Big Pharma Uses Its Massive Profits to Enrich Shareholders, Not for Research
Big pharma justifies its exorbitant prices by arguing that the huge profits it nets from price markups will be spent on research. Yet the industry clearly prefers to funnel its profits to shareholders — which means enriching the already rich rather than spurring medical innovation.

Big pharmaceutical companies are using the cost of innovation as a key argument in their campaign to keep Medicare from being able to negotiate lower drug prices. (MirageC / Getty Images)
Pharmaceutical giants rang in the new year by quietly announcing price hikes in the United States on more than 350 drugs — and they continue to insist these price hikes are necessary for innovation. But new research shows that the business model of America’s largest pharmaceutical companies involves far more spending on enriching shareholders and executives than on research and development.

### [Extracted information]
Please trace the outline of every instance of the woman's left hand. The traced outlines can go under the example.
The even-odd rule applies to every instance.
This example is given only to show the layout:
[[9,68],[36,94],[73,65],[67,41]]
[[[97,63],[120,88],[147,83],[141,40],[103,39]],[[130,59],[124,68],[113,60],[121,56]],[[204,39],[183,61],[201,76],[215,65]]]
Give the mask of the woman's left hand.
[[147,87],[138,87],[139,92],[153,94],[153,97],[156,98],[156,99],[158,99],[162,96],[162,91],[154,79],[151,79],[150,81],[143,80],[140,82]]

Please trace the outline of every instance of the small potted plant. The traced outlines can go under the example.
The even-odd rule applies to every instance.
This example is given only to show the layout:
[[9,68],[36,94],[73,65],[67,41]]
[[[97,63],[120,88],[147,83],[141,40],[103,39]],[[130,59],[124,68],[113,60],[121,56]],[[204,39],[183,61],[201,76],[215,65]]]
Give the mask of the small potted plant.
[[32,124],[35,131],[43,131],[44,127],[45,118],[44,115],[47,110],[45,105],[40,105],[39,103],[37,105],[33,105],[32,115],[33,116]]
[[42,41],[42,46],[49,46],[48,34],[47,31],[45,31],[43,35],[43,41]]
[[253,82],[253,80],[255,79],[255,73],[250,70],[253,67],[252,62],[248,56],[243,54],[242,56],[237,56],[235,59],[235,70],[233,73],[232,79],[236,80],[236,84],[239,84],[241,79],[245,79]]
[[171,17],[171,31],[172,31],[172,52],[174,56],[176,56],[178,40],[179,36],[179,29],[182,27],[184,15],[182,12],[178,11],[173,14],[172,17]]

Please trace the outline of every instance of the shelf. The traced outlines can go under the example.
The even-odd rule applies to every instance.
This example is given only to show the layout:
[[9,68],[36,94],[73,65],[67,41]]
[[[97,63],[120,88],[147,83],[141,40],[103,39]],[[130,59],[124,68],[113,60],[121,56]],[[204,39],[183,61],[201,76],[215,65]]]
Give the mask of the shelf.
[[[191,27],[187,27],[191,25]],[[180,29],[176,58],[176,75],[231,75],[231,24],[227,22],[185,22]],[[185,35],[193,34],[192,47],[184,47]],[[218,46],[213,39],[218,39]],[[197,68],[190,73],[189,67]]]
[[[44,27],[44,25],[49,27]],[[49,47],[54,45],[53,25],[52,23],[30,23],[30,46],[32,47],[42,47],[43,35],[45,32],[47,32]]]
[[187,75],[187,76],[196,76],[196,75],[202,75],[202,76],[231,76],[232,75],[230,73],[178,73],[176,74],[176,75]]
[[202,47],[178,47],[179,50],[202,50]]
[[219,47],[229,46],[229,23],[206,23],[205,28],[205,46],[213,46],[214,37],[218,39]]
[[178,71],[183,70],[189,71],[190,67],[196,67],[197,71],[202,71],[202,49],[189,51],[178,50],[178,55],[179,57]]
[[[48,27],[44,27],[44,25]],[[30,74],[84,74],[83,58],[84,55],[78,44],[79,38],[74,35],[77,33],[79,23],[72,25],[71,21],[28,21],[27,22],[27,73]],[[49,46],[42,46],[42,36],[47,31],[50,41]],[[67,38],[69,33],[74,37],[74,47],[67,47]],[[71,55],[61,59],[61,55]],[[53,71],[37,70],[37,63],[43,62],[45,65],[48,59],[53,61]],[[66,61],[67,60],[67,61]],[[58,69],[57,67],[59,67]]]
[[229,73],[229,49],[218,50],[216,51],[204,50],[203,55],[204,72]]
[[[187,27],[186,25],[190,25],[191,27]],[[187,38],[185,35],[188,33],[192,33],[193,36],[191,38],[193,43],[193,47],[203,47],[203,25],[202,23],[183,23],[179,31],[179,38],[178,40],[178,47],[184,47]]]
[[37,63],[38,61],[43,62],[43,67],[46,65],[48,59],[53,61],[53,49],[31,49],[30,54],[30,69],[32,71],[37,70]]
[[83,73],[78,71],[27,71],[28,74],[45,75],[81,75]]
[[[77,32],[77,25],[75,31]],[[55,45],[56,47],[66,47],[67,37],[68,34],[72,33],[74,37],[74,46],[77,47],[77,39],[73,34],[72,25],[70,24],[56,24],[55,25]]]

### [Questions]
1 - Do these statements agree with the article on drug company profits? Answer yes or no for each, quoting the words from the article that decide it.
(a) At the start of the new year, drug companies announced price hikes on more than 350 drugs in the United States.
(b) The companies no longer claim that their price hikes are needed for innovation.
(c) The new research finds that the largest companies spend more on research and development than on enriching shareholders and executives.
2 - Carry on the article about drug company profits from the point where it ends.

### [Responses in order]
1 -
(a) Yes: "quietly announcing price hikes in the United States on more than 350 drugs"
(b) No: "they continue to insist these price hikes are necessary for innovation"
(c) No: "involves far more spending on enriching shareholders and executives than on research and development"

2 -
Between 2012 and 2021, the fourteen largest publicly traded pharmaceutical companies spent $747 billion on stock buybacks and dividends — substantially more than the $660 billion they spent on research and development, according to a new study by economists William Lazonick, professor emeritus of economics at University of Massachusetts, and Öner Tulum, a researcher at Brown University.
But that hasn’t stopped drug companies and their lobbying groups from using the cost of innovation as a key argument in their campaign to keep Medicare from being able to negotiate lower drug prices. The pharmaceutical industry has spent at least $645 million on federal lobbying over the past two years.